Entries from a point annotation dataset
• • • •

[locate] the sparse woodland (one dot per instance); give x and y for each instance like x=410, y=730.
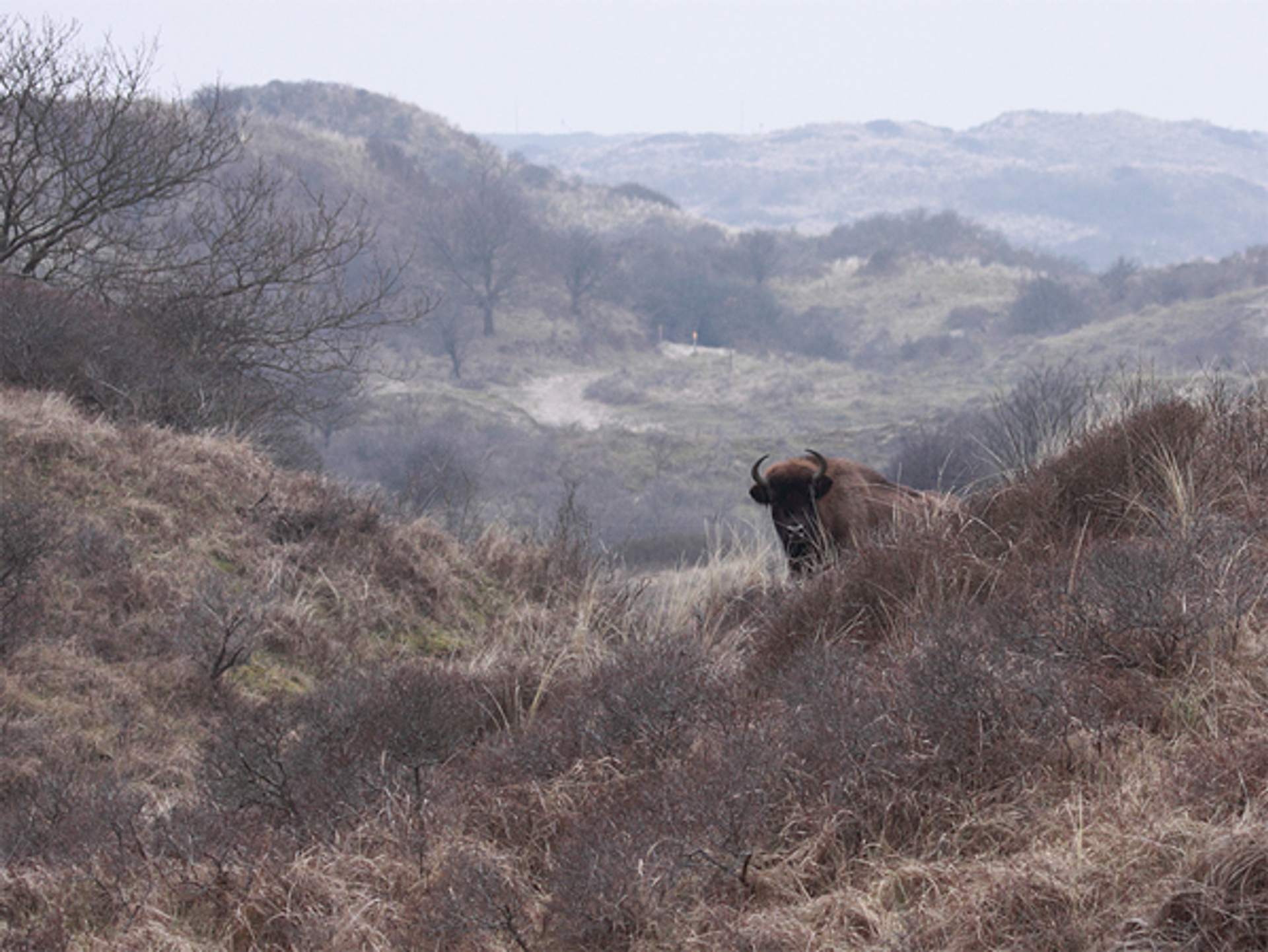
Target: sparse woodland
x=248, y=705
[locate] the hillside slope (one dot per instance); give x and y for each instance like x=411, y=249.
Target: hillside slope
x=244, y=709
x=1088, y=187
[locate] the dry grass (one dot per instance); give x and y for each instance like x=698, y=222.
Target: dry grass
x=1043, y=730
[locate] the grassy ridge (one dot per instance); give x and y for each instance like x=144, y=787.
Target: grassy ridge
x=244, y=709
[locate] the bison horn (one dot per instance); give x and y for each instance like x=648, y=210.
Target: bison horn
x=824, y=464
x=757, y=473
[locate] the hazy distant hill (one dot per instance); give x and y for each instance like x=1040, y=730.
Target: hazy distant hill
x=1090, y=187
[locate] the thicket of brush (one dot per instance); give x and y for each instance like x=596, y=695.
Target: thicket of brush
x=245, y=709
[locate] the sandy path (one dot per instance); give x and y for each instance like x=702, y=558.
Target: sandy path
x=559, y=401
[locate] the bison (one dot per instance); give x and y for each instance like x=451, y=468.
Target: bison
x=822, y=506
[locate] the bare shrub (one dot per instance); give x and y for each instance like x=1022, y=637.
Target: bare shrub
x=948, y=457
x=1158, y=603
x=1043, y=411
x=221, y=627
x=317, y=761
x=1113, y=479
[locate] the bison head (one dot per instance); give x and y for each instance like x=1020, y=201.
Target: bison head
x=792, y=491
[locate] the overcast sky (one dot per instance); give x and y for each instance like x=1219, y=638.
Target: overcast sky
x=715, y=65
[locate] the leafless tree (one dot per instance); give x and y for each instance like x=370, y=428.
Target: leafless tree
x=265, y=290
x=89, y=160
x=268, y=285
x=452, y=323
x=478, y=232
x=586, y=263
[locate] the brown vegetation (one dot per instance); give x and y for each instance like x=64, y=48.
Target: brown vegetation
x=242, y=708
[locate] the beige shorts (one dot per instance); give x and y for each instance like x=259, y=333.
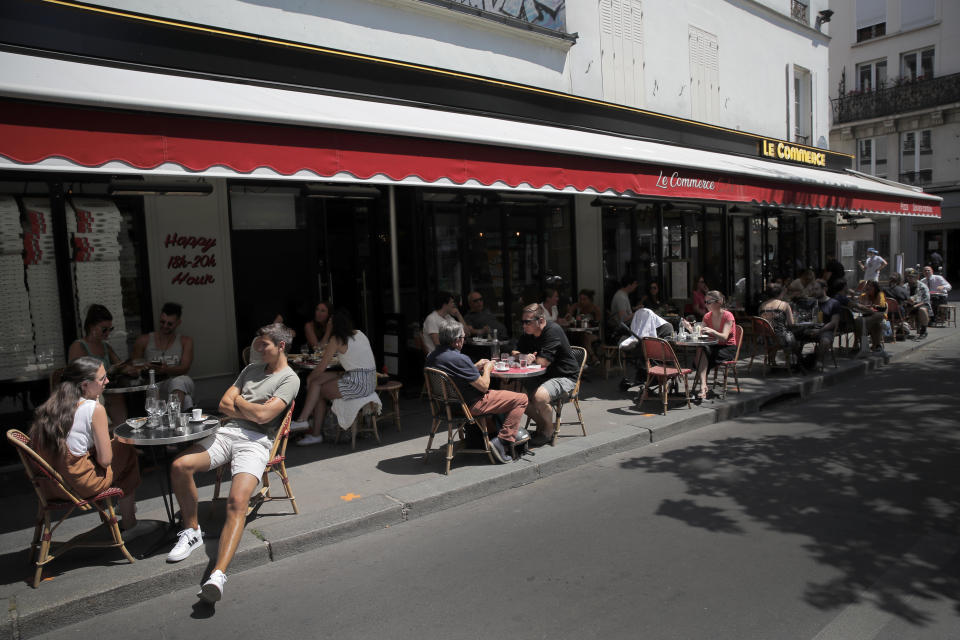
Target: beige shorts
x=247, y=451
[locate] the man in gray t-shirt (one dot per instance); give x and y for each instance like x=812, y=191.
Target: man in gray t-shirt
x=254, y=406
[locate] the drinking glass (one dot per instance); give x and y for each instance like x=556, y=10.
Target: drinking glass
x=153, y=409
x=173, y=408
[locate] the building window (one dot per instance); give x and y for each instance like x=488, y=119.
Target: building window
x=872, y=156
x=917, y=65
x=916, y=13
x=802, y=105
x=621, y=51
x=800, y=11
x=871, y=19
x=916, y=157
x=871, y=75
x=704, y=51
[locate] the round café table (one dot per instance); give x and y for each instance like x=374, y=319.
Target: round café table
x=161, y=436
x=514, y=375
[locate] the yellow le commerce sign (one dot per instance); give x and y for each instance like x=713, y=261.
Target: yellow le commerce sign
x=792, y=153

• • • •

*PROBLEM REQUIREMENTS*. Can you pull every line of the material above out verbatim, leaving out the picture markers?

*TASK SOLUTION*.
[locate] the sparse woodland (one dot per instance); give x and y for each instance like x=410, y=730.
Target: sparse woodland
x=248, y=705
[locate] the hillside slope (one dot per instance); give x and y for each instance like x=411, y=249.
Target: hillside slope
x=244, y=709
x=1088, y=187
[locate] the dry grass (one dot per instance); give x and y for each instance like x=698, y=222.
Target: dry grass
x=1043, y=730
[locate] the grassy ridge (one dot per instance); give x and y for each instance like x=144, y=787.
Target: grassy ridge
x=244, y=709
[locate] the bison horn (one dot per instance); give x and y for each instance like x=648, y=210.
Target: bison horn
x=824, y=464
x=757, y=473
[locate] the hazy distant hill (one dot per instance); give x and y for each instance like x=1040, y=730.
Target: hazy distant hill
x=1090, y=187
[locate] the thicket of brush (one dot per instance); give x and y for each instance like x=596, y=695.
Target: thicket of brush
x=245, y=709
[locate] the sandy path (one dot per instance); give x and y for each instance like x=702, y=558.
Target: sandy path
x=559, y=401
[locate] the bison (one dot per instance); give x and y for each instance like x=451, y=468.
Target: bison
x=822, y=506
[locate] the bare shrub (one dot per instance); give x and y for each instance like x=1022, y=637.
Target: bare shrub
x=948, y=457
x=1158, y=603
x=1043, y=411
x=221, y=627
x=317, y=761
x=1113, y=479
[locate] the bison head (one dot per instance); give x and y for each instance like x=1020, y=201.
Target: bison head
x=792, y=491
[locate] the overcast sky (one dot per instance); give x and y for each instance like x=1219, y=638.
Target: overcast sky
x=715, y=65
[locate] the leafless tree (one dot per instance); give x and y for each instance like x=370, y=428.
Target: leafless tree
x=265, y=290
x=89, y=160
x=268, y=285
x=452, y=323
x=478, y=232
x=586, y=263
[locate] the brown vegetation (one dot per instance); give x and y for each instance like x=64, y=48.
Target: brown vegetation
x=242, y=708
[locate] the beige shorts (one dot per instance); give x and y for each instance like x=259, y=333.
Target: beige shorts
x=247, y=451
[locate] the man in gray t-shirt (one dot per instance); give x and y for each instance like x=812, y=191.
Target: man in gray t-shirt
x=254, y=406
[locate] the drinking glass (one dot per instance); give x and y for each instance like x=556, y=10.
Target: drinking glass
x=153, y=409
x=173, y=408
[locate] the building window (one dot per instance); give x and y for each instance like x=488, y=119.
Target: building window
x=872, y=156
x=917, y=65
x=916, y=13
x=802, y=105
x=621, y=51
x=800, y=11
x=871, y=19
x=916, y=157
x=871, y=75
x=704, y=51
[locate] the round café table (one dot per instance); give x and y for each instance like x=374, y=319.
Target: round café table
x=161, y=436
x=514, y=375
[locate] the yellow le commerce sign (one dot per instance); give x and y for each instance like x=713, y=261.
Target: yellow le commerce sign
x=792, y=153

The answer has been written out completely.